GIVEN RECORDS:
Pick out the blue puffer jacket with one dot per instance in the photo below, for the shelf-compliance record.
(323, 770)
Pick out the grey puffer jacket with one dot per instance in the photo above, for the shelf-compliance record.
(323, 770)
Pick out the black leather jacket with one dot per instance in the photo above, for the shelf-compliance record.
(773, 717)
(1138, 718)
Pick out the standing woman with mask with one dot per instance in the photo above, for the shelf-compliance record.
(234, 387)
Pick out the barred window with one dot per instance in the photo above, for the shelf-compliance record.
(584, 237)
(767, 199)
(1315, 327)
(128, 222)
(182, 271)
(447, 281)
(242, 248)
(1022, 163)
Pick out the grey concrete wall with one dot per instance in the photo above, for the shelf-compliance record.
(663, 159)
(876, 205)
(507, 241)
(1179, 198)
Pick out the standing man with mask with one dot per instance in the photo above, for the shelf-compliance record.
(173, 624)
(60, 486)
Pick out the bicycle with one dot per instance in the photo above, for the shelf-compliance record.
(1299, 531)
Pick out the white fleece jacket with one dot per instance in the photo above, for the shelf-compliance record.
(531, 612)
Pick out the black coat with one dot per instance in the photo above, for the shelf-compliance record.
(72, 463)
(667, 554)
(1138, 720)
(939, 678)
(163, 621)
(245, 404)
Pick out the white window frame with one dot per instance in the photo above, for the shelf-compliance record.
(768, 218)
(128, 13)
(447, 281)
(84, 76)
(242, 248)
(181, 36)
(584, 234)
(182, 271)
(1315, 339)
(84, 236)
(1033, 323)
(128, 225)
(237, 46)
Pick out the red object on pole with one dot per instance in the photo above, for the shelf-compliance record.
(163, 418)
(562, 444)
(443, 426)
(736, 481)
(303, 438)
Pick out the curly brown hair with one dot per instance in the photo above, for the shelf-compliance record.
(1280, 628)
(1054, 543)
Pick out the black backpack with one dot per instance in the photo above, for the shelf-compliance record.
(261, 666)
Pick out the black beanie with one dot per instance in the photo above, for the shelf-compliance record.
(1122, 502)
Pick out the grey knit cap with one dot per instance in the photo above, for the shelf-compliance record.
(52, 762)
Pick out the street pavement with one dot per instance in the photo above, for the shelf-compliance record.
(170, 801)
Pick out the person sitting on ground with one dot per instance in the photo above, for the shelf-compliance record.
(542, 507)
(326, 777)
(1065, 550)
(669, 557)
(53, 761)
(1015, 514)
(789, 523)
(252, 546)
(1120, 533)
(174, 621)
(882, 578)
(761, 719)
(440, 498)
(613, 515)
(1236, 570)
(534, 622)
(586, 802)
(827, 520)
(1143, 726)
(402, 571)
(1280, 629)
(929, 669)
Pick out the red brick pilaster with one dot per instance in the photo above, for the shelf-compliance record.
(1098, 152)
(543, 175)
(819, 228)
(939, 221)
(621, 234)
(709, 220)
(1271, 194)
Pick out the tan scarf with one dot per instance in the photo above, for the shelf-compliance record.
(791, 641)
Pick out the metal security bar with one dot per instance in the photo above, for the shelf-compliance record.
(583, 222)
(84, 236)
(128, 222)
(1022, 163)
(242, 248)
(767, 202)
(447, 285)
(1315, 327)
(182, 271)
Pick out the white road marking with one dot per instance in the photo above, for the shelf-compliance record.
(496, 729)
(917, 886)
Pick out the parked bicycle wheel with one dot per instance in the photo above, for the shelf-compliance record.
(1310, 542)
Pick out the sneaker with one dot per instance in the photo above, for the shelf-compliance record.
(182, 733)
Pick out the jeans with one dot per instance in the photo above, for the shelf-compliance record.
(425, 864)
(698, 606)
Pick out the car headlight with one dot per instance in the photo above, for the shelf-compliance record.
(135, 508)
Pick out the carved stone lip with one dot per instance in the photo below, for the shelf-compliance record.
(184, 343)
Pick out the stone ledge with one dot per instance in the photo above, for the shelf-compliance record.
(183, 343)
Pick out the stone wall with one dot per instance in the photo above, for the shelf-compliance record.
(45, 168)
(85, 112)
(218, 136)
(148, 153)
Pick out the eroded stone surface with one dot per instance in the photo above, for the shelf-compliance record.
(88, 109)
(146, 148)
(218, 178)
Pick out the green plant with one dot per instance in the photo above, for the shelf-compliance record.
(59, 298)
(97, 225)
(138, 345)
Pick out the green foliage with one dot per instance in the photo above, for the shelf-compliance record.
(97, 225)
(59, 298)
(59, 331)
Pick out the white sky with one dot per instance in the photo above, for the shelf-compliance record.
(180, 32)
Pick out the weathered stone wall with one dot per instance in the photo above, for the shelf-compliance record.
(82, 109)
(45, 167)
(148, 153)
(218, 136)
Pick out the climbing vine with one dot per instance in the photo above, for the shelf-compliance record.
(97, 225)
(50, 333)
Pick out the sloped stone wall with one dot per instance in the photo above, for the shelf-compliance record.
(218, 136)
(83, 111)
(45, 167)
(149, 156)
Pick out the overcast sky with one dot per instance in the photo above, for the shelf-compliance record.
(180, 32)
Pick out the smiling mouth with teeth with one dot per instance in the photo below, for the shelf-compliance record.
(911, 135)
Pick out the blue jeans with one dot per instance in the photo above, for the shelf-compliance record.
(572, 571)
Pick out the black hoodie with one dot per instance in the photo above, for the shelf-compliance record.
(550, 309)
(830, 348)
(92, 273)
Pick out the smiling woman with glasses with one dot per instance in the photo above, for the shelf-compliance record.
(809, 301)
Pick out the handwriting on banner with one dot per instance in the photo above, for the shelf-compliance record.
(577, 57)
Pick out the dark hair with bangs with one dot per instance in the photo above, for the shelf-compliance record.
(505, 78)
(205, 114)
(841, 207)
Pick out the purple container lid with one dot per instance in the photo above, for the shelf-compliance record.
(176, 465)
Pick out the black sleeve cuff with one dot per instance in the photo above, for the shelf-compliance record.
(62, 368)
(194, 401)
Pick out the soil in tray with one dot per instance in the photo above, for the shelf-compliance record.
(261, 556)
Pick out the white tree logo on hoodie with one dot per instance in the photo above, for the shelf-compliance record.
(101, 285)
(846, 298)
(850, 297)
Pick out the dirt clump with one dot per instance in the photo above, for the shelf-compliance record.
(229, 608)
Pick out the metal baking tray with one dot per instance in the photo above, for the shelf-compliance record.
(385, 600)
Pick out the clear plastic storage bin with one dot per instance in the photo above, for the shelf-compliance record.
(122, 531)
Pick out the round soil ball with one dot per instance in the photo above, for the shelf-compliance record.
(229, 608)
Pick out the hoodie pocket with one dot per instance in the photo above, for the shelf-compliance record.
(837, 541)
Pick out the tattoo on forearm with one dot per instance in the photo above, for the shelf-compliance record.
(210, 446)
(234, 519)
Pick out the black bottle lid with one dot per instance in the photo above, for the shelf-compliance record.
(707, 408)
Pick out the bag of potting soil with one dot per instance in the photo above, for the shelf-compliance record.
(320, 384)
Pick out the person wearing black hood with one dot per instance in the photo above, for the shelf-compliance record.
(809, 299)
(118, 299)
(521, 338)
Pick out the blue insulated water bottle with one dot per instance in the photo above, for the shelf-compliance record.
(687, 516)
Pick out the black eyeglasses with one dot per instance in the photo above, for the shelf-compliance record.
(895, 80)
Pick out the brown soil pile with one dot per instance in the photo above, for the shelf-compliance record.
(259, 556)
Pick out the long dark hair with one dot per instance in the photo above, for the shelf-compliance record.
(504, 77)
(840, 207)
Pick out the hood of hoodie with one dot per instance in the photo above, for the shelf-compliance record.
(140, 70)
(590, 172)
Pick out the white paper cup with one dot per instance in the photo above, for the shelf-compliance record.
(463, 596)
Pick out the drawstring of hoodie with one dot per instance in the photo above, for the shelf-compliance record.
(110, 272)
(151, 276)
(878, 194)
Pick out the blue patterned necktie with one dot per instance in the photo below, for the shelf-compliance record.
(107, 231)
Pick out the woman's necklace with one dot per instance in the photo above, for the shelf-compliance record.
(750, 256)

PROBLEM REQUIREMENTS: Which lines run from the one containing "Pick out the brown" to the end of the entries above? Quote exactly those, and only those.

RESPONSE:
Pick out the brown soil pile with one dot per instance in the photo above, for the shelf-compliance record.
(259, 556)
Pick out the long dark hair with one dot per instance in the photo above, for the shelf-compliance record.
(504, 77)
(840, 207)
Pick out the hood of hoodie with one dot per instance in the photo above, for the shelf-compliance record.
(140, 70)
(590, 172)
Pick out the white paper cup with one dot per instance in the photo above, for the shelf-compliance record.
(463, 596)
Pick out the drawstring of hoodie with one dot per instance in the photo above, for the shelf-compliance record.
(110, 272)
(151, 276)
(878, 194)
Pick out the blue patterned necktie with one dot per instance in the photo below, for the shelf-compliance record.
(107, 231)
Pick out the woman's necklace with one dot per instance in the photo above, for the shelf-compliance record.
(750, 256)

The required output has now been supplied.